(Directions for this task):
Filter the lines below, keeping only those that contain the string "license", with case counting.

[Labeled-object pointing entries]
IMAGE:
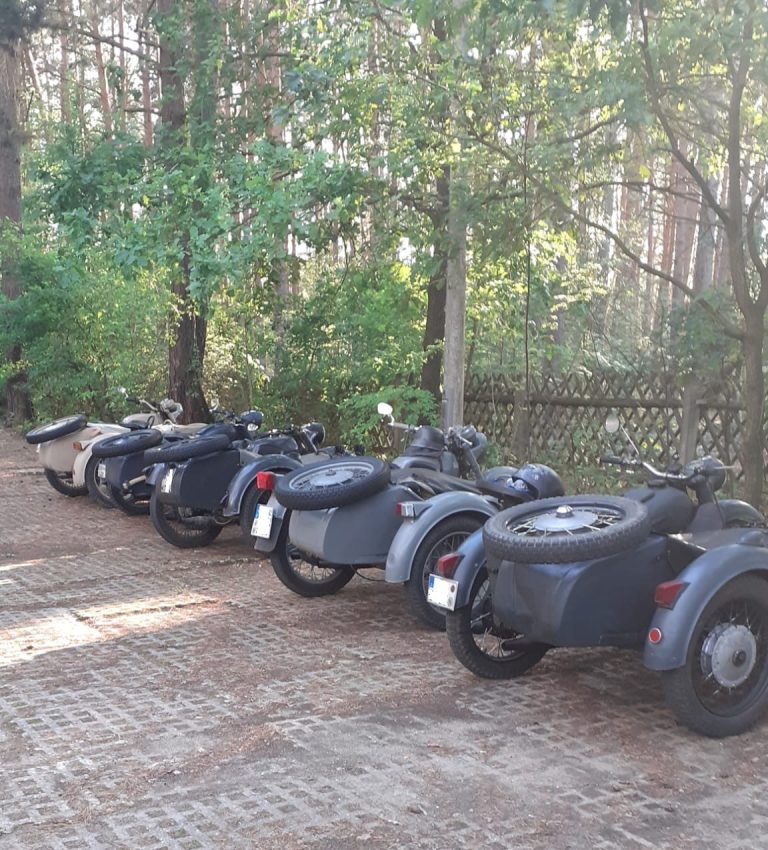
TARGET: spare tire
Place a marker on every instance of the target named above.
(566, 528)
(186, 449)
(57, 428)
(333, 483)
(127, 444)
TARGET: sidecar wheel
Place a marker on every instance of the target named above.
(54, 430)
(722, 689)
(186, 449)
(128, 503)
(98, 488)
(62, 482)
(182, 527)
(332, 483)
(446, 537)
(566, 528)
(305, 577)
(480, 645)
(127, 444)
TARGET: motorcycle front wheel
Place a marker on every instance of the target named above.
(303, 576)
(62, 483)
(722, 689)
(480, 645)
(98, 488)
(181, 526)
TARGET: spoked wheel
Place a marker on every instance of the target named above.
(480, 645)
(62, 482)
(442, 540)
(305, 576)
(332, 483)
(723, 687)
(181, 526)
(569, 528)
(96, 482)
(128, 502)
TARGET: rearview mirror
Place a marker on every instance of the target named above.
(612, 423)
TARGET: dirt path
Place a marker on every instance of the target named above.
(155, 698)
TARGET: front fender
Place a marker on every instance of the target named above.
(473, 559)
(431, 512)
(244, 478)
(705, 577)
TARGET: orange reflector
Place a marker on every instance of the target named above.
(667, 593)
(265, 480)
(446, 566)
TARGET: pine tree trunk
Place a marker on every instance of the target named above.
(18, 407)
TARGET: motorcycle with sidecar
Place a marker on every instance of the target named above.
(684, 580)
(65, 446)
(199, 486)
(325, 523)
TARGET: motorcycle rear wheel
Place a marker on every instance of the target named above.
(181, 527)
(479, 645)
(62, 482)
(304, 577)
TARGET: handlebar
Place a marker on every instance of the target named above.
(637, 463)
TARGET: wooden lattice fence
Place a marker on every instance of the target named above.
(566, 415)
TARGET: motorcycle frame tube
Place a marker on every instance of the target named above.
(705, 576)
(356, 534)
(412, 532)
(244, 478)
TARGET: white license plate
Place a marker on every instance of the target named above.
(442, 592)
(167, 482)
(262, 522)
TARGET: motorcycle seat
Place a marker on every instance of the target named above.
(437, 481)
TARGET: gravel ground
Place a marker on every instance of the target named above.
(157, 698)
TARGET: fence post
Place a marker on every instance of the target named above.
(689, 424)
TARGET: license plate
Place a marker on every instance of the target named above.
(442, 592)
(167, 482)
(262, 522)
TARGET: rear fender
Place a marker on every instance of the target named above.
(60, 454)
(705, 576)
(82, 458)
(735, 512)
(245, 478)
(430, 513)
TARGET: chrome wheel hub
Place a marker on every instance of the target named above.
(728, 654)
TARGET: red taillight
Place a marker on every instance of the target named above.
(668, 593)
(446, 566)
(265, 480)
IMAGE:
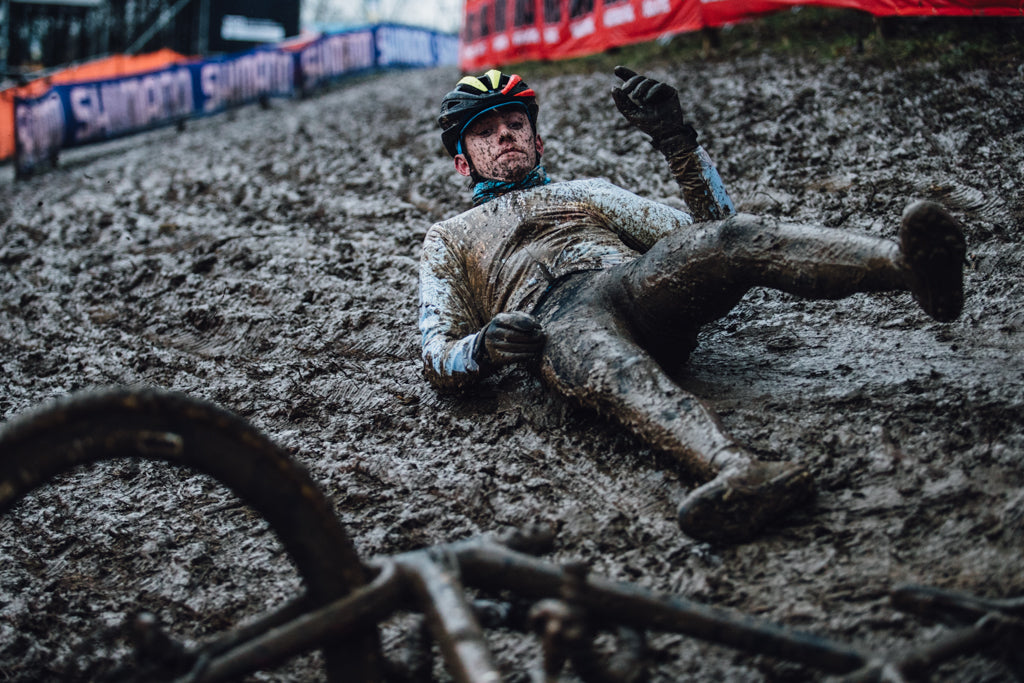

(Answer below):
TARGET: white license plate
TARGET: license plate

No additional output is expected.